**QUOTED PASSAGE:**
John Hight of Sony Santa Monica, who signed the duo to their much talked-of, straight-out-of-school, three-game deal, still remembers seeing Cloud for the first time. He was at the 2006 Game Developers Conference, and he needed to find small games for the downloadable Internet service on Sony’s soon-to-be-launched Playstation 3. He decided to check out the conference’s Experimental Gameplay Workshop, which had student game selections. “Honestly, my expectations weren’t too high,” he told me recently. It was a Wednesday afternoon, and the kiosks set up to show the games had been abandoned during lunch time. He was thinking, “yeah, yeah,” and listening to the typical shooting sounds, when he saw Cloud, started playing, and knew that he had found something totally different.

“It wasn’t like any game I’d played before,” Hight said. “I called up Tracy Fullerton [Santiago and Chen’s advisor at USC] and said, ‘What the hell, Tracy! Why didn’t you tell me about this?’”

Fullerton set up a meeting, and by the time graduation came along, Santiago and Chen had formed thatgamecompany with a few other USC graduates and been signed by Sony, much to the astonishment (and understandable jealousy) of other gamemakers.

Since then thatgamecompany has reworked flOw into a 3D Playstation Network game (it was originally an online Flash game) and created Flower.

Flower is built on a three-act structure like a movie but with only emotion as an arc. No people, no plot. You start as a stream of petals in the wind, breezing through endless fields of grass and making flowers bloom when you brush past them. That’s the first three levels — the joy of flying, the magic of making these gorgeously-colored, glowing flowers bloom. Then, on level five, around three-quarters of the way through the game, there’s a twist. The landscape turns dark and stormy, and you find yourself navigating around collapsing electrical towers that loom menacingly against a night sky. Shocks char your petal stream if you get too close. You find yourself feeling uneasy as you play. You wonder what happened to the long, lovely fields of grass. Then in the last level you fly back to the city bringing color to gray buildings and green grass to open spaces.

**INFORMATION PROVIDED:**
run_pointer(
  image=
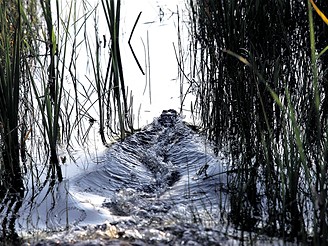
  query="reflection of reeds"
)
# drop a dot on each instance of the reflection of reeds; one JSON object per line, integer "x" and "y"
{"x": 10, "y": 76}
{"x": 270, "y": 107}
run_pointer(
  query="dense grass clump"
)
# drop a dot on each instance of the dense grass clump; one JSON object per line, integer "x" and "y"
{"x": 262, "y": 91}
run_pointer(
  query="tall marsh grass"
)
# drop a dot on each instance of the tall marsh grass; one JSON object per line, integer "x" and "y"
{"x": 269, "y": 107}
{"x": 39, "y": 48}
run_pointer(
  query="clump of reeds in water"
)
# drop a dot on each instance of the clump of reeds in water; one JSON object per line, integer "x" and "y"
{"x": 261, "y": 90}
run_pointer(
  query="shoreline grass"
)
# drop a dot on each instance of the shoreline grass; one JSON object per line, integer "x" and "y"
{"x": 264, "y": 94}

**EXERCISE:**
Name every person the passage about thatgamecompany mentions by name.

**TASK SOLUTION:**
John Hight, Tracy Fullerton, Santiago, Chen